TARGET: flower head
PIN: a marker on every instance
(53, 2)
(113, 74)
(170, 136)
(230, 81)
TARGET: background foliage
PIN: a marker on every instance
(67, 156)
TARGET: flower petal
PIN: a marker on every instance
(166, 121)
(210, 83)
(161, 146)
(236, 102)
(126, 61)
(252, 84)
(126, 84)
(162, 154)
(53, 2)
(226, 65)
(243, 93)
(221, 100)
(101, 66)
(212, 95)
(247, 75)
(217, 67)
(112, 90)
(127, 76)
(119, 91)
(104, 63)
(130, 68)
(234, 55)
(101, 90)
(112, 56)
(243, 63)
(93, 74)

...

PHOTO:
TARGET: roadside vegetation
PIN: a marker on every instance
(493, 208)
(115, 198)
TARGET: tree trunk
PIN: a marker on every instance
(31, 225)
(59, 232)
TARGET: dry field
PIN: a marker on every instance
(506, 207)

==

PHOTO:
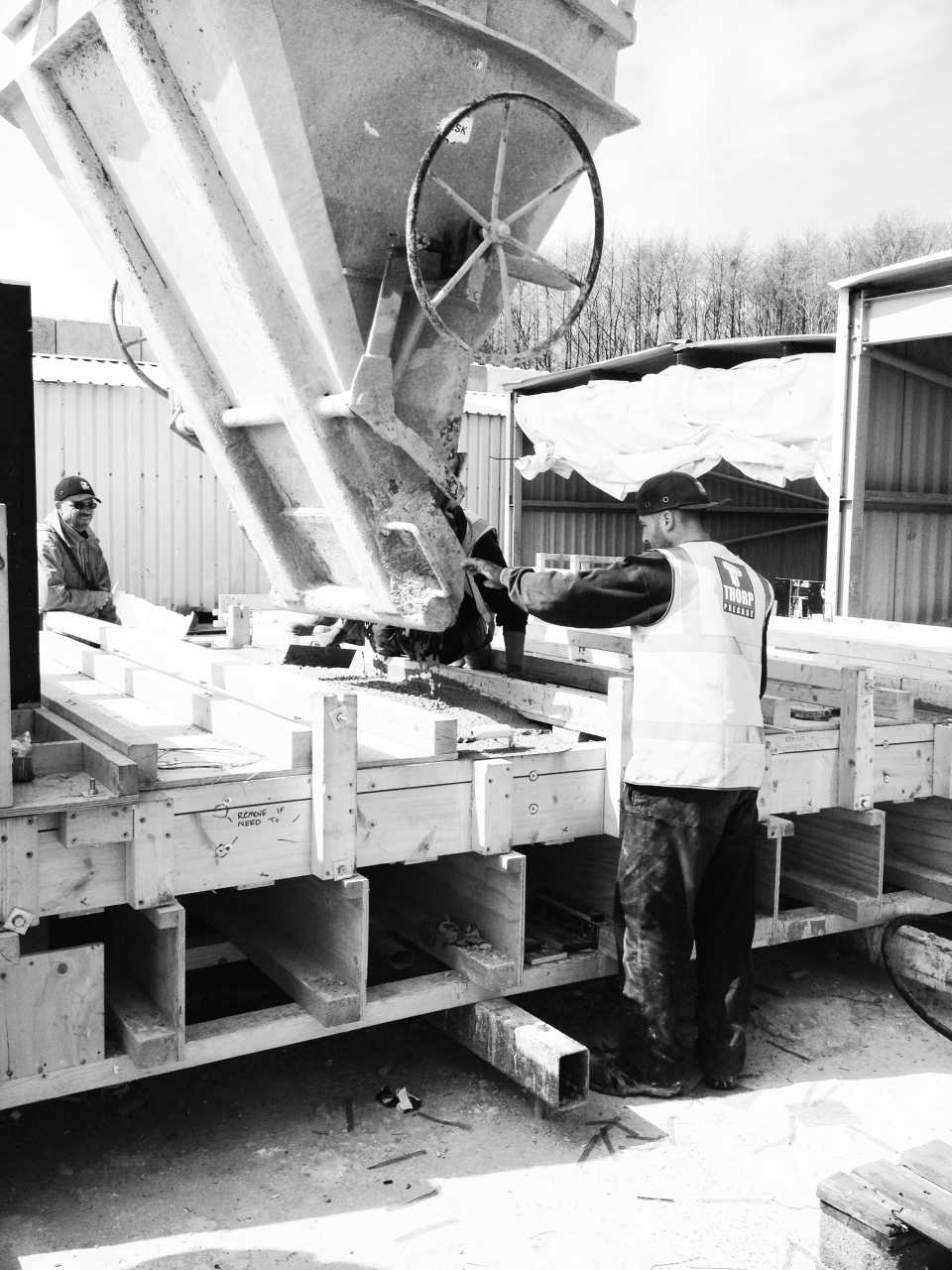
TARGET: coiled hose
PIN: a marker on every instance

What the exercise asks: Extract each line of the entries above that contains the string "TARGET", and list those lines in their original order.

Exercise result:
TARGET: flower head
TARGET: background foliage
TARGET: flower petal
TARGET: roadside vegetation
TARGET: tree trunk
TARGET: dry field
TARGET: coiled hose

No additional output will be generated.